* Required work *
Will you output all of the data below exactly, omitting the images?
##### Provided information
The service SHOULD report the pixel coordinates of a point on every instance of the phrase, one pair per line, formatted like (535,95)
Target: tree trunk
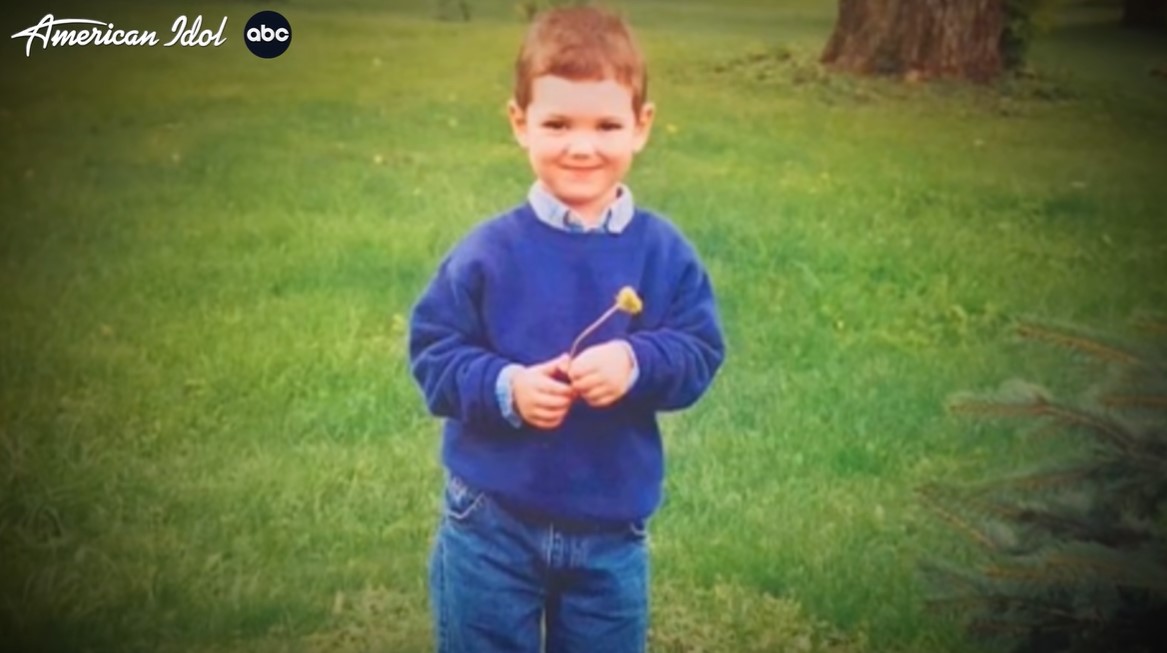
(1145,14)
(955,39)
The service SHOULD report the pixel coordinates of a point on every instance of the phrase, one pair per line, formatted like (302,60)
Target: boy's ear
(517,118)
(643,126)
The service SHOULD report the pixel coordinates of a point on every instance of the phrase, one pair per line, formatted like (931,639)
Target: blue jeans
(502,581)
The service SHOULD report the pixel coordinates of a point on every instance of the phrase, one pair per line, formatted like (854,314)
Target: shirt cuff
(505,397)
(636,369)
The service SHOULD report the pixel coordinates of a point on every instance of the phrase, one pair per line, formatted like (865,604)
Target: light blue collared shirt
(558,215)
(550,210)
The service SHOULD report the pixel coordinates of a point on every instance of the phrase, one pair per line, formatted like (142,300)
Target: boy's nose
(580,144)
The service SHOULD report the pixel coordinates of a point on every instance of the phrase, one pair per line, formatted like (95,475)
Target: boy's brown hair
(580,43)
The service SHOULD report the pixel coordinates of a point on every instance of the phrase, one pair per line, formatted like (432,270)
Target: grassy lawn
(209,440)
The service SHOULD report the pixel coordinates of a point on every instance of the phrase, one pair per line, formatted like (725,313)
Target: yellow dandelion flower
(629,301)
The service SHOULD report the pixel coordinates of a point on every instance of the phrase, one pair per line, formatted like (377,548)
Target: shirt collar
(550,210)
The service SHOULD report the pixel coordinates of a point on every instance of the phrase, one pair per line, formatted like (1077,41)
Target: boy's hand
(600,374)
(540,398)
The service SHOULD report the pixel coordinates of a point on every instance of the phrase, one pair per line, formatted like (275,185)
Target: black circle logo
(267,34)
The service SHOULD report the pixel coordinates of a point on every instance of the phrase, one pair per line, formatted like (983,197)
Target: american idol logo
(56,33)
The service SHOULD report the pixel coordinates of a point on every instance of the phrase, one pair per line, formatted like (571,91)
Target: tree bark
(952,39)
(1145,14)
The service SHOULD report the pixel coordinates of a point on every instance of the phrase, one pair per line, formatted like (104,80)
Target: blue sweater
(518,290)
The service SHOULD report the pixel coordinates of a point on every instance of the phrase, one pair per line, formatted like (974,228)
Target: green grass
(209,440)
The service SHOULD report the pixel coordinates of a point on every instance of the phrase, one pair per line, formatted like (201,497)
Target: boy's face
(580,138)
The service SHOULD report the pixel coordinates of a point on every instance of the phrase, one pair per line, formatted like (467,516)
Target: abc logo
(267,34)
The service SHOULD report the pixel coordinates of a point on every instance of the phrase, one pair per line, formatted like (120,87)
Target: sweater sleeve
(678,359)
(449,356)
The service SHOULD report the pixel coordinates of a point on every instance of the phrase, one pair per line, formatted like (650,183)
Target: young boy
(554,463)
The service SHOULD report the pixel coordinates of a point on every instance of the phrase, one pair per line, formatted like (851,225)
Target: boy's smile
(580,137)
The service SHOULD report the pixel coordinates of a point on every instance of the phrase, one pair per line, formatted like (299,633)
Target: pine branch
(948,603)
(1018,399)
(1078,339)
(927,496)
(1134,401)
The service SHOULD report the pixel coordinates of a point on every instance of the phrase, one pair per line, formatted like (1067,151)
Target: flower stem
(591,328)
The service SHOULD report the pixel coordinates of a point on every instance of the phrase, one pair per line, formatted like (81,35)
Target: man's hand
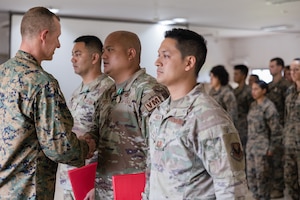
(91,142)
(90,195)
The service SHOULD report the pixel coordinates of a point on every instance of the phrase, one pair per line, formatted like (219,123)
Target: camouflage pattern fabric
(195,151)
(35,130)
(277,94)
(291,143)
(244,99)
(225,97)
(264,133)
(82,106)
(123,129)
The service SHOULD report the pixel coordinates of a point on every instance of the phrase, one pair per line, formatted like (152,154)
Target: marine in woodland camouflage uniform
(123,132)
(277,94)
(292,134)
(264,134)
(35,122)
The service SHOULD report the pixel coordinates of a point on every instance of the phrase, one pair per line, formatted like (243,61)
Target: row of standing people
(169,127)
(263,125)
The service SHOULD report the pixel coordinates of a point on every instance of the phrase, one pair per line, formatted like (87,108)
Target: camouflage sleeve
##########
* Task response *
The service SHOULD report the pixel coordinates of a point on every instance of the phrase, one pair per line, formatted like (535,95)
Target: tree trunk
(1145,14)
(955,39)
The service SHOULD report the pixel coordinates of a point on every instance of the phrase, one pair per line, formatted like (302,60)
Target: boy's ear
(517,118)
(643,126)
The service SHOULD report the pixel coordinates of a point on every instance of the phrase, one pair per line, formatted like (931,639)
Target: blue jeans
(502,581)
The service SHOULD report the pixel coordinates of a point on every instance of the phrase, one pair per line, formatted like (854,314)
Target: shirt cuff
(505,397)
(636,369)
The service SHOULD report the pixel coordinates of a point on every instance of the phrase, one pair per line, formatted like (865,604)
Target: light blue collared shirt
(558,215)
(550,210)
The service SHOULD report the pixel coordinates of a point on every instance of the phrase, one pair per line, formatted like (142,300)
Target: boy's nose
(580,144)
The service SHOULD report the pixel coordinates of a point on every instance of the phrase, one pair per line, formatted like (95,475)
Target: boy's brown hair
(580,43)
The service SHOULD report the pixel coordinates of a point on every instance of the phrase, one pair per line, formatted like (432,270)
Target: grassy lawn
(209,440)
The service SHOULD report the pixel coordinates of a point on every instance of the phrase, one pair per line, formatted like (725,313)
Target: yellow dandelion flower
(629,301)
The service SHOULD report the pixel coordinates of a point on every instance of the phrase, one pair per line, formatted like (377,548)
Target: shirt collar
(550,210)
The service SHOULD report the pixel coordinates of a point on every instance of the phrase, one pair per line, formatted like (1077,41)
Target: boy's hand
(600,374)
(540,398)
The service SHOULD report the pixel coordinates of a point on every instance of the phrase, one pair per line, formatted like (275,185)
Target: black circle logo
(267,34)
The service SHOULD report the pixel coordinates of a point on every instance of the phrase, one pair per line, formatted like (983,197)
Target: american idol logo
(56,33)
The service SHOULD report the pixel coordinates of a point on every instance of the phrase, one pair per line, formatted like (571,91)
Target: tree bark
(952,39)
(1145,14)
The service SHOULD report the pixel coordinates of a point on every instance of the phrase, one pair per line, formatted like (104,80)
Target: blue sweater
(518,290)
The service SHOULD report the pixel coordinates of a point on every instance of the phrase, one pair per line, formatted like (974,228)
Target: green grass
(209,440)
The service SHOULD report the pixel coordinates of a point on every instance of the phrase, one pair per line, formatted like (201,497)
Target: boy's face
(580,138)
The service SHOULD report the pixel coordinates of a point on every instance of the phrase, one pair per line, formatted like (467,516)
Target: abc logo
(267,34)
The service SHOULD report the pixel coordinates of a point on every instance of the phrase, one pair per line, formatted like (120,87)
Target: sweater sleeve
(678,359)
(449,356)
The service SHOULD report the pixel coordinates of a point on every instance of the phrase, one pair per line, formatted like (650,183)
Target: young boy
(554,463)
The service SHOULD report the pixel coordinates of a point on every instance of the phrase, one pair per line, formatted like (851,225)
Target: boy's smile
(580,137)
The service SHOULD report the pixel coordinates of a point on every instance of the phrase, one pair per line, formatted like (299,633)
Target: pine branch
(948,603)
(1018,399)
(1078,339)
(927,496)
(1134,401)
The service SHOULD report the pixel coordinates of a point on every instance of the phrase, one pair per line, formatted like (1067,151)
Target: flower stem
(591,328)
The service SHOULD report the pixel coordinates of a point on every instance of the phrase, one pair per line, formatted like (81,35)
Target: man's hand
(91,142)
(90,195)
The service SHOULD report the pixel coordinates of a point on every instance of the phrase, one pair per line, formatted like (219,123)
Target: camouflage pattern fabric
(195,151)
(35,130)
(277,94)
(291,143)
(244,99)
(225,97)
(264,133)
(82,106)
(123,129)
The service SHOULD report the pixel coordinates of a point on every instance of the phrase, one pair per line, formatted like (152,154)
Target: marine in woodland camouflage uniform
(123,132)
(277,94)
(292,134)
(264,134)
(35,122)
The service SHOULD report the pixel coordinates of a point on every instance of the phrase, one pair per line, formatted like (243,61)
Target: row of standing people
(169,127)
(263,125)
The service SHOULD report the pixel coordinates of a point on every instance of the phrase, one pair per line, formatted like (87,108)
Target: camouflage sleeve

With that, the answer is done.